Bürgerbeteiligung in Viernheim aus Sicht der Verwaltung

Wir haben an verschiedenen Stellen deutlich gemacht, dass eines unsere Ziele ist, mehr politische Themen für eine Diskussion mit den Bürgerinnen und Bürgern zu öffnen – als Bürger an politischen Entscheidungen zu beteiligen.

Wir verfolgen damit einen relativ neuen politischen Ansatz, bei möglichst vielen Themen möglichst viele Meinungen, Argumente und Informationen aus Verwaltung, Parlament und Bürgerschaft einzubeziehen. Dies ist gewissermaßen das Management von Beteiligung zur Beteiligung. Einander zuhören, Positionen anderer zu verstehen versuchen und Kompromisse oder Konventionen zu finden wäre das Ideal. Unsere Meinung als Wählerinitiative wäre dann „nur“ Teil dieses Prozesses, nicht unsere Meinung durchzusetzen.

Das schmeckt nicht jedem und es gab am 13.9. eine Reaktion der Stadtverwaltung mit der Behauptung, dass sie hier Vorreiter sei und an vielen Dingen, die Bürgerschaft beteiligt. Lesen Sie im Folgenden eine Reaktion von uns:


Stellungnahme zum Presseartikel im VT vom 13.9.2025 bzgl. Bürgerbeteiligung Viernheim aus Sicht der Stadtverwaltung

von Uwe Pfenning

Bürgerbeteiligung??

**Arbeitsauftrag a:** An welchem Datum erschien laut dem Text zur Bürgerbeteiligung in Viernheim der Presseartikel im VT, auf den sich die Stellungnahme bezieht?

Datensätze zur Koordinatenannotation
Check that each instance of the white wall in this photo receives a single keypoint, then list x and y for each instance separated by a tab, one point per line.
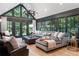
34	25
3	24
4	7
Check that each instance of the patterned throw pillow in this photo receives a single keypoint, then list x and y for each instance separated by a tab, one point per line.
61	35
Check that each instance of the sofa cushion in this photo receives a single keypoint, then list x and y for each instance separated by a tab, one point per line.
20	42
14	42
42	43
61	35
6	38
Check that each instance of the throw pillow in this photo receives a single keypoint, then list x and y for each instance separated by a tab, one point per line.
61	35
14	42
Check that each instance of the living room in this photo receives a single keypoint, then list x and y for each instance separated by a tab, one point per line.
39	29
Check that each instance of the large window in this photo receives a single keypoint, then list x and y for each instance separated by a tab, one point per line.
24	29
17	12
9	27
30	28
17	28
61	24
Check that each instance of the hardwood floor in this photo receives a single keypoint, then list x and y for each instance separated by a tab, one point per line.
34	51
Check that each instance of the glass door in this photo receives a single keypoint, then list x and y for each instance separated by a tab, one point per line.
30	28
24	29
9	27
17	28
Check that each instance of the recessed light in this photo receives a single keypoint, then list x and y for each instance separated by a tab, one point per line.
60	3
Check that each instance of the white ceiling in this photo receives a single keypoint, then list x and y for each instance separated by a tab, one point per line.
42	9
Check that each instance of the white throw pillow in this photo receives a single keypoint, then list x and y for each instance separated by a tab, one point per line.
7	33
20	42
56	34
6	38
14	42
61	35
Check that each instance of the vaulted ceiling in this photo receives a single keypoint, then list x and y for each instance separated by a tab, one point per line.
42	9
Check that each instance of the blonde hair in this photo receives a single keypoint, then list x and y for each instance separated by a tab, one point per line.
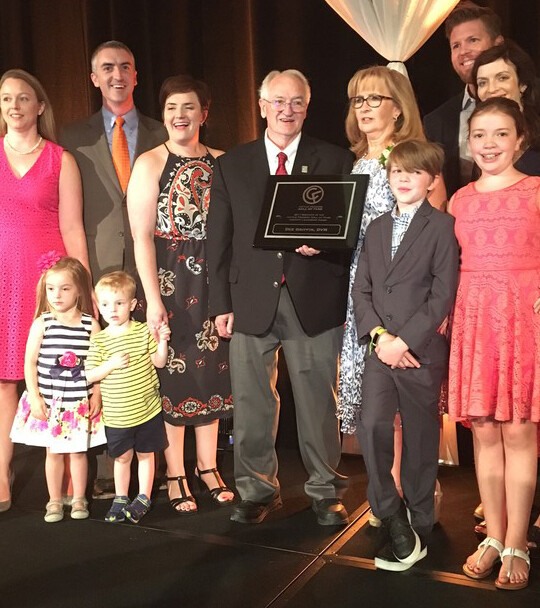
415	155
45	123
117	281
80	278
407	126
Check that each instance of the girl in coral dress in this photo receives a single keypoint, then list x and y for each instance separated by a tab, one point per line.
494	381
57	410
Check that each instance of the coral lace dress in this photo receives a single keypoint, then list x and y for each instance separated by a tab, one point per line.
495	351
29	233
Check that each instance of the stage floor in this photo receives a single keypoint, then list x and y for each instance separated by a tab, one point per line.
208	561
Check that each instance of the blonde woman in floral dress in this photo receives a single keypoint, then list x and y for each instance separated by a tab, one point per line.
382	113
168	199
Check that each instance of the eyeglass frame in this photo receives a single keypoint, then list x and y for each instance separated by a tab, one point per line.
283	104
353	100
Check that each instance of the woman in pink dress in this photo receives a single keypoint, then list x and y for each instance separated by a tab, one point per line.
40	220
494	379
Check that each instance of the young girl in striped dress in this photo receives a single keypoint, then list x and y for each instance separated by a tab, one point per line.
58	410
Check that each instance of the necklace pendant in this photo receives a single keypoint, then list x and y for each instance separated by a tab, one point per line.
34	147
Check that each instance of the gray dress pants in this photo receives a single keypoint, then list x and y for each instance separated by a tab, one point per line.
312	364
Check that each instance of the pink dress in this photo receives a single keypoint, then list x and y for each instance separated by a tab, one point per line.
29	231
495	349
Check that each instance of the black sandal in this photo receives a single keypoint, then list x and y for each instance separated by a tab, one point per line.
175	502
215	493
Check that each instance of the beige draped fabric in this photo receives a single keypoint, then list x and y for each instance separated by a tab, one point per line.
396	29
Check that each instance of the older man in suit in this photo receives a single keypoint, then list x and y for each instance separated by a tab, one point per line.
470	29
117	129
105	146
267	300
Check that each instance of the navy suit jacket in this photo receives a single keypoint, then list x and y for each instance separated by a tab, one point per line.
106	223
442	126
411	294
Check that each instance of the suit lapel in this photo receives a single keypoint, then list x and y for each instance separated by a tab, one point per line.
416	226
100	152
257	174
306	160
386	239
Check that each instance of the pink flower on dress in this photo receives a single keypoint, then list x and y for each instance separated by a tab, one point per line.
69	359
48	260
43	425
68	416
25	405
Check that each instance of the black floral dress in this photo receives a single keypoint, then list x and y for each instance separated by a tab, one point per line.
195	383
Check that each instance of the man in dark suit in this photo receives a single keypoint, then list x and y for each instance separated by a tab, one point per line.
470	29
267	300
90	141
106	224
404	288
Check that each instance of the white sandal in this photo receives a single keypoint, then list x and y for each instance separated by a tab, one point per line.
79	508
54	511
513	552
485	545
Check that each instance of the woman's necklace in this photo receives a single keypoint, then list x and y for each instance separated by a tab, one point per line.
20	151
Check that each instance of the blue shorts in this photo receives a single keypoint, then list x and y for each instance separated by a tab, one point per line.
146	437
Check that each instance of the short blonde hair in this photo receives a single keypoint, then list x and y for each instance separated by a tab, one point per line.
46	125
407	126
117	281
416	155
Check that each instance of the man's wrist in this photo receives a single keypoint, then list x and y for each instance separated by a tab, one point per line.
376	333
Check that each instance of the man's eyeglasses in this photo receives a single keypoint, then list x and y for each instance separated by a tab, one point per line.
297	105
373	101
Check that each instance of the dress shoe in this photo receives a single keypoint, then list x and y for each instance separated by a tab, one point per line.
249	512
404	541
330	512
386	560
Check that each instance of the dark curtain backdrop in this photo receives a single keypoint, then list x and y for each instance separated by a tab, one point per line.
231	44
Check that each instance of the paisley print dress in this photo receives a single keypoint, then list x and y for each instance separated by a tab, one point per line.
379	200
195	383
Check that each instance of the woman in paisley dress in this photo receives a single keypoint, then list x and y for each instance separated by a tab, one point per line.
168	198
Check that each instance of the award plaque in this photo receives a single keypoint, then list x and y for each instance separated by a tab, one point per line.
321	211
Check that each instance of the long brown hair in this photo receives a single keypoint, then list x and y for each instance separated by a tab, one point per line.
407	126
45	123
80	277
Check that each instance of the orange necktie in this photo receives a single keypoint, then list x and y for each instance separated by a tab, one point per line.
120	153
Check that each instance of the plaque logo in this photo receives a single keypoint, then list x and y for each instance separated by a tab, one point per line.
313	195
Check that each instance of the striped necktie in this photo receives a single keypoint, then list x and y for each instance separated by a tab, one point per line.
120	153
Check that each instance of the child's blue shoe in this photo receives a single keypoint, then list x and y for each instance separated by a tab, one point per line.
116	513
138	508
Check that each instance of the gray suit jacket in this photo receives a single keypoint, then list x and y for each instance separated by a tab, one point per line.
411	294
245	280
110	245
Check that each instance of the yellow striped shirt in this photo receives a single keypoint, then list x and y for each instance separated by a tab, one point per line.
130	396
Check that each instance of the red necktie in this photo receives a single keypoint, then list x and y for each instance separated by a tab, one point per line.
120	153
282	159
281	170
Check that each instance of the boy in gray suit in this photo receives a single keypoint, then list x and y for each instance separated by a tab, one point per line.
404	288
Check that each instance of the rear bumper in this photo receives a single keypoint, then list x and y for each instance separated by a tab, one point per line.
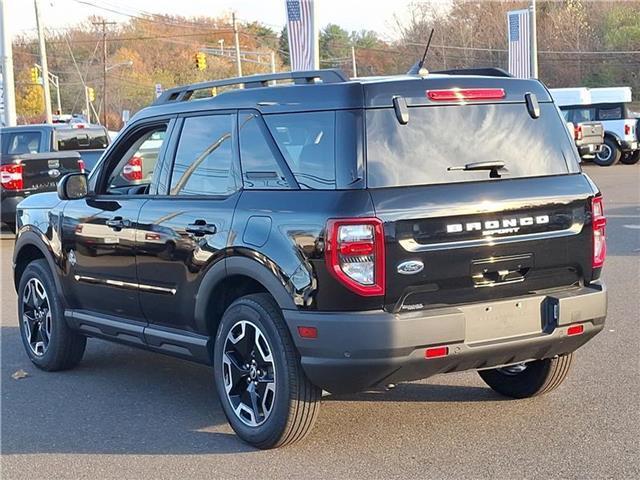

**Arbeitsauftrag b:** Gib die Zeilen der Datensätze ab der Zeile mit „Check that each instance of the yellow“ bis zum Ende der Datensätze als JSON-Liste von Zeichenketten wieder, ein Eintrag pro Zeile und ohne Leerzeilen. Bilder lässt du dabei weg.

**Lösung a:** Am 13.9.2025.

**Lösung b:**
[
  "Check that each instance of the yellow striped shirt in this photo receives a single keypoint, then list x and y for each instance separated by a tab, one point per line.",
  "130\t396",
  "Check that each instance of the red necktie in this photo receives a single keypoint, then list x and y for each instance separated by a tab, one point per line.",
  "120\t153",
  "282\t159",
  "281\t170",
  "Check that each instance of the boy in gray suit in this photo receives a single keypoint, then list x and y for each instance separated by a tab, one point per line.",
  "404\t288",
  "Check that each instance of the rear bumper in this photo receives a single keypoint, then list x and y for each instance separated by a tab, one point per line."
]